-- Entries shown follows --

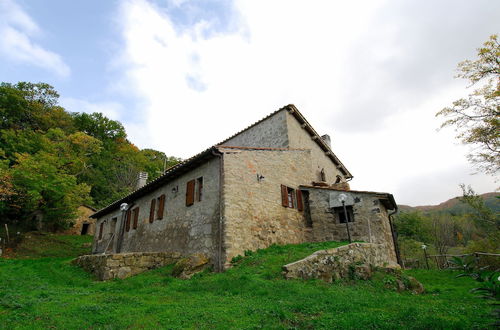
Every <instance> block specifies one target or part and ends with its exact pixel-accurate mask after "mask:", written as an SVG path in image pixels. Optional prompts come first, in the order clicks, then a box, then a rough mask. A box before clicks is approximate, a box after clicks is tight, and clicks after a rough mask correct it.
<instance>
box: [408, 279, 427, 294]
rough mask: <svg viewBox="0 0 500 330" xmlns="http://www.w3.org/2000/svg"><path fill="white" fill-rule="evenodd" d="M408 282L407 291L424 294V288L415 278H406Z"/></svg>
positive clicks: (419, 293)
mask: <svg viewBox="0 0 500 330" xmlns="http://www.w3.org/2000/svg"><path fill="white" fill-rule="evenodd" d="M408 282H409V284H408V290H410V291H411V292H413V293H414V294H421V293H424V291H425V289H424V286H423V285H422V283H420V282H419V281H417V279H416V278H414V277H411V276H408Z"/></svg>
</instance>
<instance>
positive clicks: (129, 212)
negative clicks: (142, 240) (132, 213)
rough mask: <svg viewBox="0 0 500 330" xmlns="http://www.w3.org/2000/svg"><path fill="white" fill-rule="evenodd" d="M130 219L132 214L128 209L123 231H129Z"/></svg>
mask: <svg viewBox="0 0 500 330" xmlns="http://www.w3.org/2000/svg"><path fill="white" fill-rule="evenodd" d="M131 217H132V212H131V210H130V209H128V210H127V214H126V218H127V220H126V222H125V231H127V232H128V231H130V218H131Z"/></svg>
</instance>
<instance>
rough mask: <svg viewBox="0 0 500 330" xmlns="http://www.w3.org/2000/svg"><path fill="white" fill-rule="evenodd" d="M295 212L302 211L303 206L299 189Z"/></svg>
mask: <svg viewBox="0 0 500 330" xmlns="http://www.w3.org/2000/svg"><path fill="white" fill-rule="evenodd" d="M297 210H299V211H303V210H304V204H303V203H302V190H299V189H297Z"/></svg>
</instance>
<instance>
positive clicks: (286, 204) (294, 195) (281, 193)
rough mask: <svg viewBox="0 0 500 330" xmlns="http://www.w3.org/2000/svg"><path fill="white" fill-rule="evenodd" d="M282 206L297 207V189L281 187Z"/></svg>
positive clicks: (287, 187)
mask: <svg viewBox="0 0 500 330" xmlns="http://www.w3.org/2000/svg"><path fill="white" fill-rule="evenodd" d="M281 205H283V206H284V207H289V208H292V209H293V208H294V207H295V189H293V188H290V187H287V186H284V185H281Z"/></svg>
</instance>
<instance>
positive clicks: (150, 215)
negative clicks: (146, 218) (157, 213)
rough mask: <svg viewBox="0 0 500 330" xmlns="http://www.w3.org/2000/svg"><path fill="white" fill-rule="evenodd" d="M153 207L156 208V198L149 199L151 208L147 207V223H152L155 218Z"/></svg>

-- Entries shown concluded --

How many lines in the data above contain the string "clicks"? Reply with the number only.

*Result of this exercise*: 8